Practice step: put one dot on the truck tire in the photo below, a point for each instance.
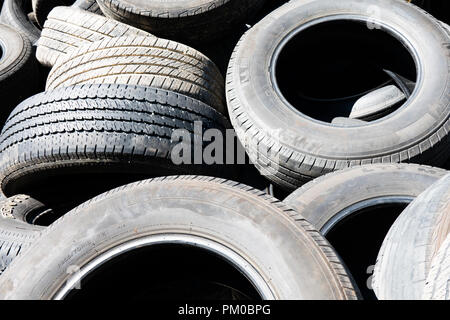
(88, 5)
(292, 147)
(16, 68)
(16, 234)
(68, 28)
(143, 61)
(413, 241)
(191, 210)
(14, 14)
(99, 137)
(364, 200)
(437, 285)
(42, 8)
(187, 21)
----
**Task objective**:
Reproduce every line of the material above word for word, including the instruction and each coordinate pair, but leave the picture out.

**Result of this exercise**:
Practice step: put one dot on the truck tire in the photo below, a point for each instance.
(88, 5)
(292, 147)
(16, 68)
(16, 234)
(68, 28)
(143, 61)
(413, 241)
(191, 210)
(14, 14)
(99, 137)
(364, 200)
(437, 285)
(42, 8)
(187, 21)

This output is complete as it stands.